_SELECTED PASSAGE_.
>>

The disease of endometriosis causes many physical changes within the body, which gradually change and develops over time as the disease progresses.
The womb is lined with tissue called the endometrium. Somehow, tiny particles of tissue, which are very similar to the endometrium, find their way to other regions of the body, but mainly in the pelvic cavity, where they attach to other organs.
It is not clear from medical research whether these particles are identical to the tissue in the lining of the womb or very similar and derived by some other mechanism. These tiny particles react to the monthly hormonal changes of the female reproductive cycle.
So just as the normal endometrium tissue will fill with blood each month, in preparation for the development of an embryo, the abnormal particles in the abdominal cavity will behave in the same way.
Each month they react to hormones and breakdown and bleed. But there is nowhere for the blood to go during the normal shedding process of the menstrual cycle. So, a woman has internal bleeding from the location of these particles. Gradually these particles develop into growths or lesions, which over time become bigger and bigger, as the monthly build-up of blood has nowhere to go.
There are conflicting findings as to whether the diseased particles or lesions in the abdomen do actual behave cyclically or not. Some authorities have found that the lesions can bleed at any time of the month, which would explain why some women have pain throughout the month.
The action of the bleeding from these abnormal endometrial sites causes pain and leads to scar tissue formation. Adhesions can develop causing organs to stick together. There is usually inflammation at the sites of the implants, bowel problems, ovulation pain and infertility in many cases.

<<

_STUDY MATERIAL_.
>>

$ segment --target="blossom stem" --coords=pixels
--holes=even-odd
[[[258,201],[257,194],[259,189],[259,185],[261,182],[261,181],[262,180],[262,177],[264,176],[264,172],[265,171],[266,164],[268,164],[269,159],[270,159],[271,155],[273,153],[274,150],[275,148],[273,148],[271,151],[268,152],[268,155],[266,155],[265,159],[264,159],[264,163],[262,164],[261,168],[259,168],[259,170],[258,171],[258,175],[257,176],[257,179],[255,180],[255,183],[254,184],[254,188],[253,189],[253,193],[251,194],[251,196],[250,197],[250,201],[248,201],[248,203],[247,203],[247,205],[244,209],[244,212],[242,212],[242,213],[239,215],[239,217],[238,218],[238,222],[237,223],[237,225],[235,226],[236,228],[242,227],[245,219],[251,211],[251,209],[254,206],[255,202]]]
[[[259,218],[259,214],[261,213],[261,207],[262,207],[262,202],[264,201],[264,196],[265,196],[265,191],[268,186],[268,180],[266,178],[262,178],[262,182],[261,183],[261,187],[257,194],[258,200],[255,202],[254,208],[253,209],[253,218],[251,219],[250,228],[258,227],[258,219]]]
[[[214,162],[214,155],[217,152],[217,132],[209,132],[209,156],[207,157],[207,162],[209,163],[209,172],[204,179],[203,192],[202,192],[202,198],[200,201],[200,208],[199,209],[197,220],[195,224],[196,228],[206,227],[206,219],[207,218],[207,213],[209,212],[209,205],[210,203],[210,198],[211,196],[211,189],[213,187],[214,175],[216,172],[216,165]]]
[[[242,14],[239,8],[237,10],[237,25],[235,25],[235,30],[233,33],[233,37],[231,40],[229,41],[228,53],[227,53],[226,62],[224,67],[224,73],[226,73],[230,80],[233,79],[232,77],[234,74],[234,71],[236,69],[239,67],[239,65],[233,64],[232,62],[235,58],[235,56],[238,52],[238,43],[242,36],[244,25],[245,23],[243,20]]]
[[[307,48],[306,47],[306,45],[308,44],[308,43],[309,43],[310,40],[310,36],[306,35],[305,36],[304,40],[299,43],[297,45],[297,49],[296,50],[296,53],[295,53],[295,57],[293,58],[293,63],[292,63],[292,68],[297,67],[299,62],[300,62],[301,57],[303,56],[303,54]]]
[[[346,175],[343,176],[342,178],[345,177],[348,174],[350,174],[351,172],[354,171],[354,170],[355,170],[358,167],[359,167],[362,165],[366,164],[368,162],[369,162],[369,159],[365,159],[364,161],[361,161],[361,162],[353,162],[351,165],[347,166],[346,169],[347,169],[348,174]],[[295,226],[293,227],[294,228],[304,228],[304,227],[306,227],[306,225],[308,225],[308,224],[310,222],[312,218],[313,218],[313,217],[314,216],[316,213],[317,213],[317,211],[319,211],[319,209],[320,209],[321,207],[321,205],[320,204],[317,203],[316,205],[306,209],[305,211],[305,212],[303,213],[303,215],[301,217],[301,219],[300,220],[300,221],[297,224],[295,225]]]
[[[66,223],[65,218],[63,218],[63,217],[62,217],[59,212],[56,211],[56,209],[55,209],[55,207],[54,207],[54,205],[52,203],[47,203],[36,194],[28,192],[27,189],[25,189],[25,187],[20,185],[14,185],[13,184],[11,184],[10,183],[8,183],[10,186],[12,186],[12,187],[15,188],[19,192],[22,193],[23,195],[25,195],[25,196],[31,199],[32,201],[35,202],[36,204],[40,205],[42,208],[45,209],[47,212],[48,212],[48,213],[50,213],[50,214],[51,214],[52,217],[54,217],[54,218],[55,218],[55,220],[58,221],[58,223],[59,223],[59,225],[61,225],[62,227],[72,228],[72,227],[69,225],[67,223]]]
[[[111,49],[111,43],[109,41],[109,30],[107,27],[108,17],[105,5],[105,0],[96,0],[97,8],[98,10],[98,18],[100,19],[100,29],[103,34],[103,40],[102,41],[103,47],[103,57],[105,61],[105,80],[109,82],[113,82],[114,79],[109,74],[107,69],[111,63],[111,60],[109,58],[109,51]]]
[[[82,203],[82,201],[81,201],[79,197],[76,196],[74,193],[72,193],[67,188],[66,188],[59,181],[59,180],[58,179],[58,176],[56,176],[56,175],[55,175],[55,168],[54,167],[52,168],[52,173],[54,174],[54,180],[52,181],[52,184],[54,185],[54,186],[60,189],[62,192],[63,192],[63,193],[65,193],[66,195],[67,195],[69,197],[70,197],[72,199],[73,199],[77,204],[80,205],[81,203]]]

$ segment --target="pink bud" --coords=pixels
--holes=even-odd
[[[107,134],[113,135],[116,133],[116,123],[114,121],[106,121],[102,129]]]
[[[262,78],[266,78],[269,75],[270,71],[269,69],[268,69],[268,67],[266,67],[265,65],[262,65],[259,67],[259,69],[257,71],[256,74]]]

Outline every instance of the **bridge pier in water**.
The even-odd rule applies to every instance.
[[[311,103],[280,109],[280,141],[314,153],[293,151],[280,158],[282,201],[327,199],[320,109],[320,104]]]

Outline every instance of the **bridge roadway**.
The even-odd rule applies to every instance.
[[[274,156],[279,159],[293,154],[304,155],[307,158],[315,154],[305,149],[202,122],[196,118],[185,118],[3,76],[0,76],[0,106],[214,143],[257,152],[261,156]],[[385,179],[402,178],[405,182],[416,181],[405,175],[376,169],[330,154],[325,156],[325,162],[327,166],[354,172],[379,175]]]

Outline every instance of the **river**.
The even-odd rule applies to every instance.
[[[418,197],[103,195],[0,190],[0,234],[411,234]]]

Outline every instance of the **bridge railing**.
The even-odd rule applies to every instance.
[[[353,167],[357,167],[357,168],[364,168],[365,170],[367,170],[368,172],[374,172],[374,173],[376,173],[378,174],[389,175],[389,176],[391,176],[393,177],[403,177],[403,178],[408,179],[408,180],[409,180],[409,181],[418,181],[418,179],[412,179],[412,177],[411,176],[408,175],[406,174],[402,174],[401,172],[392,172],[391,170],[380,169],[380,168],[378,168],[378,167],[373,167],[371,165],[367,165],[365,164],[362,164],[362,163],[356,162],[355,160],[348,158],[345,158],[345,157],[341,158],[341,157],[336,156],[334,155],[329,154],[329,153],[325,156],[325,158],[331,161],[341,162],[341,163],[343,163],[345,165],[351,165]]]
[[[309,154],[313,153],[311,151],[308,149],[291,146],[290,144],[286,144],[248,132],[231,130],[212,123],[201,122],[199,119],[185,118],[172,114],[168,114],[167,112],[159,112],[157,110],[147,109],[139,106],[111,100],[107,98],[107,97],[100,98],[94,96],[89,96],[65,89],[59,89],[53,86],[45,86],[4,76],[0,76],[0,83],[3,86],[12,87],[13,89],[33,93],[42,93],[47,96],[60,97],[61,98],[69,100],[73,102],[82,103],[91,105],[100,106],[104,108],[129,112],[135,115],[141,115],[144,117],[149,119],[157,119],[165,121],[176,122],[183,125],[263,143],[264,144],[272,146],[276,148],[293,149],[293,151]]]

<<
>>

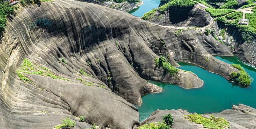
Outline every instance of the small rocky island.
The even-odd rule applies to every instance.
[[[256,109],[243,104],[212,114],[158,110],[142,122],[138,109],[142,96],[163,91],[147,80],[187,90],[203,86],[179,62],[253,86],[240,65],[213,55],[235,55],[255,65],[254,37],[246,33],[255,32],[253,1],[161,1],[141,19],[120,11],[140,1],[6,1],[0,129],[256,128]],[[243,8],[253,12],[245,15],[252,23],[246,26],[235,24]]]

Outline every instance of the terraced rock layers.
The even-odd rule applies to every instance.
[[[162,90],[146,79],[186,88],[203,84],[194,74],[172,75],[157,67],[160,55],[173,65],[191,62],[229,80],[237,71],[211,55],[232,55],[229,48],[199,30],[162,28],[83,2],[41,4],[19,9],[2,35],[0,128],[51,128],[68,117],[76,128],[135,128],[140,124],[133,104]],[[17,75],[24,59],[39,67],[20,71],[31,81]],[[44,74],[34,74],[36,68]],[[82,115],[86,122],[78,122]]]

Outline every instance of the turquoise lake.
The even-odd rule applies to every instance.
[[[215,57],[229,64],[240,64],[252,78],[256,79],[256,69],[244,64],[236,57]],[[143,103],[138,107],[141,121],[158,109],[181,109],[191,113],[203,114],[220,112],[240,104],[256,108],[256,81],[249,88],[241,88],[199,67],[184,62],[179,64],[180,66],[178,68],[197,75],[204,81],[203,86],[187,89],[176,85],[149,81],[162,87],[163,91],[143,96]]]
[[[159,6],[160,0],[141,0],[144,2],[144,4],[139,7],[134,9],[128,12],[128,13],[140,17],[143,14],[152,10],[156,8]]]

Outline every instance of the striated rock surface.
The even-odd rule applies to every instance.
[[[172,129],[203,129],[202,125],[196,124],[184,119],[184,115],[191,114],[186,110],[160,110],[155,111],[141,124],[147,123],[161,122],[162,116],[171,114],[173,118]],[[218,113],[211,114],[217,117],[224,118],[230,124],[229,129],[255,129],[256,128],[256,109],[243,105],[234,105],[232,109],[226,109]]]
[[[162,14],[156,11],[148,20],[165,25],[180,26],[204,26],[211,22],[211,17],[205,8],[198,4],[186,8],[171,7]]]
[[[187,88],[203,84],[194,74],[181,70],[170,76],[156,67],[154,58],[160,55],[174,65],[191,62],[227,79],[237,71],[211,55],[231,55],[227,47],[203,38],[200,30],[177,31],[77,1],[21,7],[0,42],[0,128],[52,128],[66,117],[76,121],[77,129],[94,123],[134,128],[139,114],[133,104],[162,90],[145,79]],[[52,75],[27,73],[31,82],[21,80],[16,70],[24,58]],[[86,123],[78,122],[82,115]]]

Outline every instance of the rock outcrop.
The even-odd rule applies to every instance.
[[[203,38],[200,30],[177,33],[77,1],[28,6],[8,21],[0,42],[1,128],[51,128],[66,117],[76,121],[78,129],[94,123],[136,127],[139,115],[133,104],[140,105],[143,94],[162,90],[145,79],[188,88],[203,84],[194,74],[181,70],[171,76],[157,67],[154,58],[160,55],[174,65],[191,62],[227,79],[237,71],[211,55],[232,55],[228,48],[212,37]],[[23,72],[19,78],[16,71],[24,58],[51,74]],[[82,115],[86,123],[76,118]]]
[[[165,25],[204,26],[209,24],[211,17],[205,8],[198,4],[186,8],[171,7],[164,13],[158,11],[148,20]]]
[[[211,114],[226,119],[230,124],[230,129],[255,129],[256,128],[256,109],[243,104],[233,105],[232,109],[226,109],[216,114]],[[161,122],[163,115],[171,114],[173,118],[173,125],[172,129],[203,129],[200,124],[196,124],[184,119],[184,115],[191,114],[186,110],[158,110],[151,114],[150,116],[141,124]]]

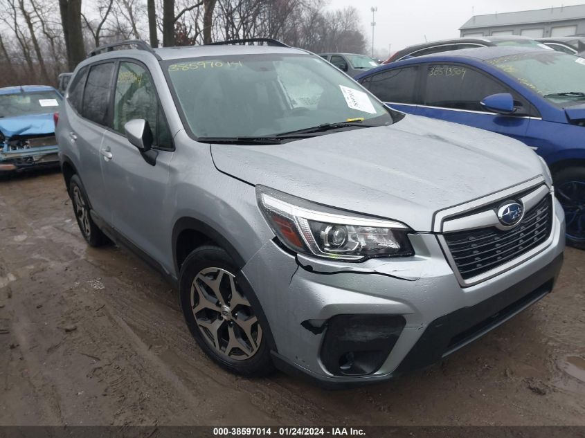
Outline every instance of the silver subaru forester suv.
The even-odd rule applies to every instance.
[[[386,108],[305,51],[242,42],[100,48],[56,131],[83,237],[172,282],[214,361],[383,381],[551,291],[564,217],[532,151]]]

<<
>>

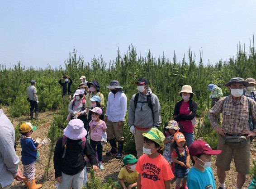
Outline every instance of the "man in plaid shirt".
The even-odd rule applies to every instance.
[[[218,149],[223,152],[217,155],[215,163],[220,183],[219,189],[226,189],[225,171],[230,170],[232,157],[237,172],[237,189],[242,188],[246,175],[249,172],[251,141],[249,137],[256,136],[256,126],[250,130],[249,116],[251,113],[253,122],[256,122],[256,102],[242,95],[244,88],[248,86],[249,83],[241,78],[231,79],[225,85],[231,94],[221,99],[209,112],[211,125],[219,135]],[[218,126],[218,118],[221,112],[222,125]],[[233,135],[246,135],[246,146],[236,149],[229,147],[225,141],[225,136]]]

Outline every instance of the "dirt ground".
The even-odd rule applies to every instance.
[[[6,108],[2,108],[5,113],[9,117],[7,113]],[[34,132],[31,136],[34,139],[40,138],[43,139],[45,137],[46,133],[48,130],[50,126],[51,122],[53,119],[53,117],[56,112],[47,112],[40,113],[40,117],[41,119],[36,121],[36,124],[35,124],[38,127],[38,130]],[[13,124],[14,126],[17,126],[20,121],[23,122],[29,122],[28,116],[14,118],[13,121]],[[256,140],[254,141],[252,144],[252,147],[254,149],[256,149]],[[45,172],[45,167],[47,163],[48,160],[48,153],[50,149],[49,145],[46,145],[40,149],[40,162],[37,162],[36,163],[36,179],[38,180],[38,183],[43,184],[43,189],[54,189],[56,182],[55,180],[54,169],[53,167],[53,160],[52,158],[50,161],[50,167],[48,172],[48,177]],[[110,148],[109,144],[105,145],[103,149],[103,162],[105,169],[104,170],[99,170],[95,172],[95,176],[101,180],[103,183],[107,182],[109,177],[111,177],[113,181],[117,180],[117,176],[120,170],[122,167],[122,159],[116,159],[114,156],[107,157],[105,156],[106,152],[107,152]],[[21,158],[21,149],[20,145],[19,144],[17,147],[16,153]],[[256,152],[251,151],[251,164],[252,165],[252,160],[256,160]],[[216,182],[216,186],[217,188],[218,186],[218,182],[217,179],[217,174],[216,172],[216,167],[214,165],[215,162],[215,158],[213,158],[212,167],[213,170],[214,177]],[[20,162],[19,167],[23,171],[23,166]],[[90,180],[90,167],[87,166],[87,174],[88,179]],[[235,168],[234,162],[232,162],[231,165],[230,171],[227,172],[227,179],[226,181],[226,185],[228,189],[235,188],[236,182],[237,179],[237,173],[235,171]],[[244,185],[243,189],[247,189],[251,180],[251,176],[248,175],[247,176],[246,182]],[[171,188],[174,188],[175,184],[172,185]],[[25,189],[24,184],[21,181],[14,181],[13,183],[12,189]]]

<<

_YOUR TASK_.
Translate this sentence from the passage on endometriosis into Spanish: "The womb is lined with tissue called the endometrium." The entries have no connection to the passage on endometriosis.

_ANSWER TO THE EXERCISE_.
El útero está revestido por un tejido llamado endometrio.